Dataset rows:
## START
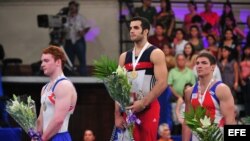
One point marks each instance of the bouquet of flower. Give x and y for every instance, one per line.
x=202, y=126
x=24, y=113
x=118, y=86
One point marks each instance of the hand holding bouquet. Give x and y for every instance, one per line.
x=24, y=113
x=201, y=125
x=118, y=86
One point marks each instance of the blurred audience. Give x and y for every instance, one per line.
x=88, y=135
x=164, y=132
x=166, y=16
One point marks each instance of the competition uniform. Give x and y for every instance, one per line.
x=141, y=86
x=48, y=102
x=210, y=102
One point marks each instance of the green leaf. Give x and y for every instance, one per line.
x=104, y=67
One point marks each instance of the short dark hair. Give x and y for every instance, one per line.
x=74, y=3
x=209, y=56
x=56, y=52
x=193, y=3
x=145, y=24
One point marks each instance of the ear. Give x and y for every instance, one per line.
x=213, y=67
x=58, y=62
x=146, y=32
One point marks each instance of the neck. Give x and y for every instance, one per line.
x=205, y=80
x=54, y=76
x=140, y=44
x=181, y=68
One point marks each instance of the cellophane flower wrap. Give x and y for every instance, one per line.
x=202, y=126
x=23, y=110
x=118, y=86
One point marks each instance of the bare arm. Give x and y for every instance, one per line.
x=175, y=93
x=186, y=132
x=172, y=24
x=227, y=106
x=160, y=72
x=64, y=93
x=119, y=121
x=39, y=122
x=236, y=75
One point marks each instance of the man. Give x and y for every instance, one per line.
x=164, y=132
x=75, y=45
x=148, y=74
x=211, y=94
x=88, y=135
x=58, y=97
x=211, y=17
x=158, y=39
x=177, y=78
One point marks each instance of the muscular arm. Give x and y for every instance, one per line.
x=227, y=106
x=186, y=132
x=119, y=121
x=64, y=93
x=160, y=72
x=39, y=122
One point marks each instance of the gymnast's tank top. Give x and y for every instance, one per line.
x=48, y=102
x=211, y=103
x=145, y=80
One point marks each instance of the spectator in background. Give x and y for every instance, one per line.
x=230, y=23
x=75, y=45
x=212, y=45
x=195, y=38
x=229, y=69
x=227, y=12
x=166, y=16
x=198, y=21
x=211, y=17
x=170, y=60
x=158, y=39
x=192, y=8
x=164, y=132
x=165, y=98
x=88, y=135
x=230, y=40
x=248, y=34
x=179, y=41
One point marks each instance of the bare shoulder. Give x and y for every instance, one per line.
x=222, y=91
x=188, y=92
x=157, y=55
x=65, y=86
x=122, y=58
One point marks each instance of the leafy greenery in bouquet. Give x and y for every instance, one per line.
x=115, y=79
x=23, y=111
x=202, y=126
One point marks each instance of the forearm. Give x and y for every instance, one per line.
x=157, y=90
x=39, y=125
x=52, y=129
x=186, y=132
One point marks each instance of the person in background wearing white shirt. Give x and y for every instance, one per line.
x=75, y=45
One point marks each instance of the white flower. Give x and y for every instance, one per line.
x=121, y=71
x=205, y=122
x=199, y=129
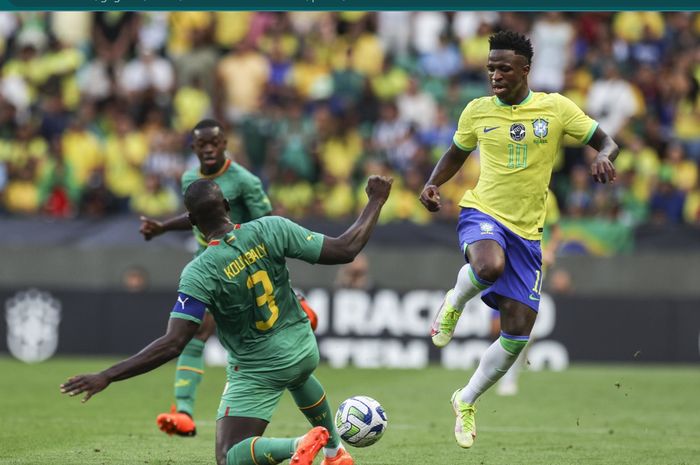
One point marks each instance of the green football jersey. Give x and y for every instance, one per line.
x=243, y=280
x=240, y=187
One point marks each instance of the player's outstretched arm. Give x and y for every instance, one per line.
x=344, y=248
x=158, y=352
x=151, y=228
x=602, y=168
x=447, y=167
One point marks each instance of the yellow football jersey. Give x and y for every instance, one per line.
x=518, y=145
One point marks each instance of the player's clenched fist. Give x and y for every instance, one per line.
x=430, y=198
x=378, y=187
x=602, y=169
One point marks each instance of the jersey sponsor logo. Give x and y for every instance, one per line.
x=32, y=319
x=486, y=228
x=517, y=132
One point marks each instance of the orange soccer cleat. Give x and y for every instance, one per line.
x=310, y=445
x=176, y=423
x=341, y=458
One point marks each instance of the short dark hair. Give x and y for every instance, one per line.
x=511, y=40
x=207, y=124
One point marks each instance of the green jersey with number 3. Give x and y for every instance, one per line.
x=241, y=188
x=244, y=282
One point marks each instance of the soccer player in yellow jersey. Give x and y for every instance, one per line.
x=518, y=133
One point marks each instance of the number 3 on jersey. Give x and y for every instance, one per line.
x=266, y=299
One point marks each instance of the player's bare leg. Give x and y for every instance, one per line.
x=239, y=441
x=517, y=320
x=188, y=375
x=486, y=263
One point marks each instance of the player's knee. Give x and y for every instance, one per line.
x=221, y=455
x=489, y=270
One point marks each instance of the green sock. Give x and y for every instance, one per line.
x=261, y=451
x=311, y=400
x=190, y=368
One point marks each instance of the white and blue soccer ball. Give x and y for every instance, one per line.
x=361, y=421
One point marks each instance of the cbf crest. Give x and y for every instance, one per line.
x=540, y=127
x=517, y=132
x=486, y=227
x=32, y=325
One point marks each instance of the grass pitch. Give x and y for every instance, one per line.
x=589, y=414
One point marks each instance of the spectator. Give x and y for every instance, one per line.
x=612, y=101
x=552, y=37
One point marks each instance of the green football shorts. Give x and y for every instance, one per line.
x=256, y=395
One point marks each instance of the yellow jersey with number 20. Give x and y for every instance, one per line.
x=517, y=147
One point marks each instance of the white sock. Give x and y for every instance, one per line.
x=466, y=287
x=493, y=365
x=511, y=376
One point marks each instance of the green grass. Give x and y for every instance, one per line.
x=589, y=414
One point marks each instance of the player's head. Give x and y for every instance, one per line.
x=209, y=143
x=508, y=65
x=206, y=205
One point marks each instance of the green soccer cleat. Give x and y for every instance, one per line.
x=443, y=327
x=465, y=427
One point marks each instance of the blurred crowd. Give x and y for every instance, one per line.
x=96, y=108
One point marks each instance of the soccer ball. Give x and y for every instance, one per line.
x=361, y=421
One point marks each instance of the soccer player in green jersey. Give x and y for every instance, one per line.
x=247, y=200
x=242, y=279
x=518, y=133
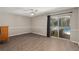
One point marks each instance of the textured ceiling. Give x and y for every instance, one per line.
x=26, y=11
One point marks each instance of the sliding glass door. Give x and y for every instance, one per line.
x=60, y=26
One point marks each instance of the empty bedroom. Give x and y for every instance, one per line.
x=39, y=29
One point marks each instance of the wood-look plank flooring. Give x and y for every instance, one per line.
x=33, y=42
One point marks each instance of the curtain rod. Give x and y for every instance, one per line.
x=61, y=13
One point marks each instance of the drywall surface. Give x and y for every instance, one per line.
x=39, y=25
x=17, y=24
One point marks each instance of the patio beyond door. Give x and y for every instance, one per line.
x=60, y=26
## END
▸ WHAT THE TASK REQUIRES:
Omit all pictures and write out, exactly, only the lines from the line containing "One point marks each instance of the grass" through the last line of the entries above.

▸ COMPLETED TASK:
One point marks each instance of the grass pitch. Give x and y for every instance, one per line.
x=589, y=414
One point marks each instance of the spectator. Give x and y for every instance, one per line.
x=612, y=101
x=552, y=37
One point marks each instance of the green football shorts. Give x and y for every instance, one per line.
x=256, y=395
One point marks each instance of the yellow jersey with number 20. Give x and y for every instance, one per line.
x=517, y=147
One point marks each instance of the white sock. Give x and y for every instance, one per line.
x=466, y=287
x=493, y=365
x=511, y=376
One point marks each instance of the green grass. Give x and y for every instance, one per line.
x=589, y=414
One point marks each instance of the player's head. Give x and y for every instance, one per line.
x=209, y=143
x=508, y=65
x=206, y=205
One point marks each instance of the green soccer cleat. Give x and y for every instance, one per line.
x=443, y=327
x=465, y=427
One point marks each instance of the blurred crowd. Give x and y for every instance, one per line.
x=96, y=108
One point marks each instance of the soccer ball. Give x and y for every instance, one per line.
x=361, y=421
One point marks each instance of the soccer player in green jersey. Give x and y for every instance, one per line.
x=247, y=200
x=242, y=279
x=518, y=133
One point marks each instance of the textured ceiling. Give x and y for every instance, one per line.
x=26, y=11
One point marks each instance of the sliding glass door. Give x and y for every instance, one per line.
x=60, y=26
One point marks each instance of the empty bedroom. Give x and y for every instance, one per line.
x=39, y=29
One point marks each instance of the wood-look plank flooring. Give x and y for every instance, one per line.
x=33, y=42
One point marks each instance of the curtain rod. Give x and y for every instance, one per line.
x=61, y=13
One point marks each instance of the drywall surface. Give x and y for every instance, one per line.
x=39, y=25
x=17, y=24
One point marks each instance of the patio beyond door. Give x and y for every instance, one per line.
x=60, y=26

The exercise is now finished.